─── PAGE TEXT ───
Java - Iterator vs Spliterator

The Collection interface extends Iterable, that means all collection implementations are iterable and we can iterate over collections elements like this:

 List<String> list = Arrays.asList("Apple", "Banana", "Orange");
 for (Iterator<String> i = list.iterator(); i.hasNext(); ){
      System.out.println(i.next());
 }

Output:

Apple
Banana
Orange

We can achieve the same by using Java 5 enhanced for loop:

 List<String> list = Arrays.asList("Apple", "Banana", "Orange");
 for (String s : list) {
     System.out.println(s);
 }

Iterator interface

package java.util;

import java.util.function.Consumer;

public interface Iterator<E> {

    boolean hasNext();

    E next();

    default void remove() {
        throw new UnsupportedOperationException("remove");
    }

    default void forEachRemaining(Consumer<? super E> action) {
        Objects.requireNonNull(action);
        while (hasNext())
            action.accept(next());
    }
}

Java 8 added two new default methods in Iterator class: remove() which by default is not supported, it is supported by all JDK collection implementations except for fixed-size collections e.g. the one create from Arrays.asList.

Another new method in iterator interface is: forEachRemaining which by default performs the given action for each remaining element:

 List<String> list = Arrays.asList("Apple", "Banana", "Orange");
 Iterator<String> i = list.iterator();
 i.next();
 i.forEachRemaining(System.out::println);

Output:

Banana
Orange

Iterable interface

Let's take a step back and have a look at Iterable interface which is implemented by all collections:

package java.lang;

import java.util.Iterator;
import java.util.Objects;
import java.util.Spliterator;
import java.util.Spliterators;
import java.util.function.Consumer;

public interface Iterable<T> {

    Iterator<T> iterator();

    default void forEach(Consumer<? super T> action) {
        Objects.requireNonNull(action);
        for (T t : this) {
            action.accept(t);
        }
    }

    default Spliterator<T> spliterator() {
        return Spliterators.spliteratorUnknownSize(iterator(), 0);
    }
}

Java 8 added two new default methods to the Iterable interface. One of them is foreach which uses enhanced for loop by default. This method was added to take advantage of lambda expression. Now our above example can be rewritten as:

 List<String> list = Arrays.asList("Apple", "Banana", "Orange");
 list.forEach(System.out::println);

Another new method in Iterable interface is spliterator() which creates an instance of Spliterator. The default implementation creates an early-binding spliterator from the iterable's Iterator instance. We will see what is early-binding spliterator shortly. First let's understand what Spliterator is itself.

Spliterator interface

Spliterator can be used to split given element set into multiple sets so that we can perform some kind of operations/calculations on each set in different threads independently, possibly taking advantage of parallelism. It is designed as parallel analogue of Iterator. Other than collections, the source of elements covered by a Spliterator could be, for example, an array, an IO channel, or a generator function.
─── DATA LINES ───
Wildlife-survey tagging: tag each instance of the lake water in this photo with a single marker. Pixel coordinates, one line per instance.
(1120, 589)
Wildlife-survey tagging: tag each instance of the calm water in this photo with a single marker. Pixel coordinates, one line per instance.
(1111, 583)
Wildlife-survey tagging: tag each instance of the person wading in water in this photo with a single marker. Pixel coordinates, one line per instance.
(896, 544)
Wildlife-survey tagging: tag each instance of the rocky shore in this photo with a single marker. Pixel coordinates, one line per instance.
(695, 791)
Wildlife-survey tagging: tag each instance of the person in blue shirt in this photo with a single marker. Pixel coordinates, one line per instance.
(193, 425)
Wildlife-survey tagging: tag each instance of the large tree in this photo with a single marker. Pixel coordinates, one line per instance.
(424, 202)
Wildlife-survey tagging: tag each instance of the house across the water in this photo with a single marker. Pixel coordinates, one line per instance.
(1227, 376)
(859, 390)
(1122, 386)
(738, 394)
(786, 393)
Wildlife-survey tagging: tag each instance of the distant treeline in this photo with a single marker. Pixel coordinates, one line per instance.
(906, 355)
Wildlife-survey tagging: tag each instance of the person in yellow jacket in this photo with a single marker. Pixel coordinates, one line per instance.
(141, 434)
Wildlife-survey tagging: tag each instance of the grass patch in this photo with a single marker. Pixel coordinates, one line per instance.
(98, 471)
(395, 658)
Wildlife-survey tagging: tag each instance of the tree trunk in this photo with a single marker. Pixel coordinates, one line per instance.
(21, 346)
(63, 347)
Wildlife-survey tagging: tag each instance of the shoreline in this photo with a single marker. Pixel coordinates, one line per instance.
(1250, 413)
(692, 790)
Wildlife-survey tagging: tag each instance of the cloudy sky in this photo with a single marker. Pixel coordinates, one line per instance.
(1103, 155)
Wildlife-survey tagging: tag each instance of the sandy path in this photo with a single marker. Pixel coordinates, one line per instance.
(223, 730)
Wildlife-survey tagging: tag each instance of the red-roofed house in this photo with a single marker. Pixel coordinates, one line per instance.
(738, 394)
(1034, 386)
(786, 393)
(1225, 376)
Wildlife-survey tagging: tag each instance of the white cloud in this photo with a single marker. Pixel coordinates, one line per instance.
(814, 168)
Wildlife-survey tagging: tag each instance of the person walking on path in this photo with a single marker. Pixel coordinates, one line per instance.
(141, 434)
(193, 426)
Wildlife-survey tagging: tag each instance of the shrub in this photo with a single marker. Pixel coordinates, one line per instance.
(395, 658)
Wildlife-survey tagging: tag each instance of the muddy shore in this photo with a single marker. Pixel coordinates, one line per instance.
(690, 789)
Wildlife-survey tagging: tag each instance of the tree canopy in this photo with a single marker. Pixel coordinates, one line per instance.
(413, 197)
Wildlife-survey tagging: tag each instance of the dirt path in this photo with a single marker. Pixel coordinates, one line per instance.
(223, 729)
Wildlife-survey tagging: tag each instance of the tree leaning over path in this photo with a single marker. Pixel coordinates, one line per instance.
───
§ **GOAL**
Repeat a passage of the Java iterator article word for word, beginning at the words "Java 8 added two new default methods to" and stopping after the words "Spliterator is itself.". The records bear no relation to the Java iterator article.

§ **IN RESPONSE**
Java 8 added two new default methods to the Iterable interface. One of them is foreach which uses enhanced for loop by default. This method was added to take advantage of lambda expression. Now our above example can be rewritten as:

 List<String> list = Arrays.asList("Apple", "Banana", "Orange");
 list.forEach(System.out::println);

Another new method in Iterable interface is spliterator() which creates an instance of Spliterator. The default implementation creates an early-binding spliterator from the iterable's Iterator instance. We will see what is early-binding spliterator shortly. First let's understand what Spliterator is itself.